Requirements
Show every line of the entries below that contains the word "decorative", matching its case exactly.

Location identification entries
<<<<
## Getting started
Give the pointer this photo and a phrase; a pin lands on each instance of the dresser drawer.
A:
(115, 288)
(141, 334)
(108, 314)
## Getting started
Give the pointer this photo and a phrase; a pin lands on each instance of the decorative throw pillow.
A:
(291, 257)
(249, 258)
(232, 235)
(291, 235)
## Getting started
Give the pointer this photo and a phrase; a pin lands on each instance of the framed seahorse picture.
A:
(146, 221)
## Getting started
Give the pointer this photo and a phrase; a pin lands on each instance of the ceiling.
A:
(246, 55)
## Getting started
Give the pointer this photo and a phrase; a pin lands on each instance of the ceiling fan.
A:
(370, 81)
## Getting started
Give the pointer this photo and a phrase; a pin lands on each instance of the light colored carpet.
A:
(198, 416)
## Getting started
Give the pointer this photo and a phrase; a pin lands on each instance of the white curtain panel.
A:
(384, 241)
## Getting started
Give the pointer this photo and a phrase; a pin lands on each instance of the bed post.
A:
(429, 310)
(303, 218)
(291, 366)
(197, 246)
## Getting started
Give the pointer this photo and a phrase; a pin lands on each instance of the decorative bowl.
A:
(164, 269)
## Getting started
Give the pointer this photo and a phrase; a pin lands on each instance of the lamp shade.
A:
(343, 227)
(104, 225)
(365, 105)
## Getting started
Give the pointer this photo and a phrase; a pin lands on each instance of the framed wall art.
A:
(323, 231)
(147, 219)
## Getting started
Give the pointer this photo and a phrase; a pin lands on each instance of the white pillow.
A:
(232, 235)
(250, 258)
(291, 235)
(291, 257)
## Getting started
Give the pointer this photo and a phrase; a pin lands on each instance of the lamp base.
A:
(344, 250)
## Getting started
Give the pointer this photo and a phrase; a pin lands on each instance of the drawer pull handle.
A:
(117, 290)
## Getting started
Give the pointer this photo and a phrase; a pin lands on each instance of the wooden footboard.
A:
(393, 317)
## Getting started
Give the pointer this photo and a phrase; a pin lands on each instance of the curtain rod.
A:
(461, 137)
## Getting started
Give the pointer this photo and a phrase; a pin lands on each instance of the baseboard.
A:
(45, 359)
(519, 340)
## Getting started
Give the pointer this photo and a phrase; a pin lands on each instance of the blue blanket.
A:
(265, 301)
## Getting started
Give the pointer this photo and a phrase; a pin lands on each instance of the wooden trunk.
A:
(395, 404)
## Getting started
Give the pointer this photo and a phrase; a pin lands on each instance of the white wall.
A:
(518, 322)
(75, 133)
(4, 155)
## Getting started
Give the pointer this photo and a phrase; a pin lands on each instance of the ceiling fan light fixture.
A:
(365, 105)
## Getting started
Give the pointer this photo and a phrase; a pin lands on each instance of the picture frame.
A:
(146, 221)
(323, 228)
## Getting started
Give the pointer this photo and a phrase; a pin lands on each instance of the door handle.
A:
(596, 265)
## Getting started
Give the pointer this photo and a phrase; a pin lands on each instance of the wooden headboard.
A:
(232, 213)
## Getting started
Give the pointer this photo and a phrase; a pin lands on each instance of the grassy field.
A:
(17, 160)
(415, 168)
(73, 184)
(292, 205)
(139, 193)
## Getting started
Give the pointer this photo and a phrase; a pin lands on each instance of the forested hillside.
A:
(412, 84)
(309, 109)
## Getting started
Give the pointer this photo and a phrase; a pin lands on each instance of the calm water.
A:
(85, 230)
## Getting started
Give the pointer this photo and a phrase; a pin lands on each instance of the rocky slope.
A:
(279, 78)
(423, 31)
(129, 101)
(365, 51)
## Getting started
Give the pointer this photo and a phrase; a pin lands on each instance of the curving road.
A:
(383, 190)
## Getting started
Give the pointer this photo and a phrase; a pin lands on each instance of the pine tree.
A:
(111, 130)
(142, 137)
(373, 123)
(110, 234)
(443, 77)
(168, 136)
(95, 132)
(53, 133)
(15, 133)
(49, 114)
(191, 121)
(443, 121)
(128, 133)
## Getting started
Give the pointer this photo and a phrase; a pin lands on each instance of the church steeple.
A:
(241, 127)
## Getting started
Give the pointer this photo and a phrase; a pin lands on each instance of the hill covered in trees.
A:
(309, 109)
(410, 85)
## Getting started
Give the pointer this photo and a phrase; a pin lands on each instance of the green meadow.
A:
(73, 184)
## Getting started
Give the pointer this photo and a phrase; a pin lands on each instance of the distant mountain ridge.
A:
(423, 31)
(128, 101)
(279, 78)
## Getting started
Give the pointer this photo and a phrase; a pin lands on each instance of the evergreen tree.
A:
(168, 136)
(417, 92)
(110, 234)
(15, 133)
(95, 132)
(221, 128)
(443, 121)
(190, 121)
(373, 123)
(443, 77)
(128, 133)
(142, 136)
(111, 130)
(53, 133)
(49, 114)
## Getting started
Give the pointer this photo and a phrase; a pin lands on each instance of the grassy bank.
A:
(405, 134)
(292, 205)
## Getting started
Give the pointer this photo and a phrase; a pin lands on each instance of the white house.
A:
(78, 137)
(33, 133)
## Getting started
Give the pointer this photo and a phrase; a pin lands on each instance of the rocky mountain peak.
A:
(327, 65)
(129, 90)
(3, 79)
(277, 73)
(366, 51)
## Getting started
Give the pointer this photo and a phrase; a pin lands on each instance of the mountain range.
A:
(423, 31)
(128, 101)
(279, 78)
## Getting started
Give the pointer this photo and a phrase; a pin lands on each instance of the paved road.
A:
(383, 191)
>>>>
Answer to this problem
Give the pointer this photo and a phrase; a pin lands on each instance of the decorative throw pillow.
Give the pointer this photo and a phrase; a pin lands on each instance of the decorative bowl.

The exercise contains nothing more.